**WHAT IS ASKED**
Present the entries below as a single numbered list, one line per number, and leave out any blank lines.

**DATASET EXCERPTS**

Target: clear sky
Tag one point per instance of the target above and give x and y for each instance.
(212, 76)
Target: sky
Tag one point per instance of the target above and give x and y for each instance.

**TASK SOLUTION**
1. Target: clear sky
2. Tag one point per instance of the target above and give x and y for each instance.
3. (212, 76)
4. Target: sky
5. Tag one point per instance of the target above and give x and y for each instance.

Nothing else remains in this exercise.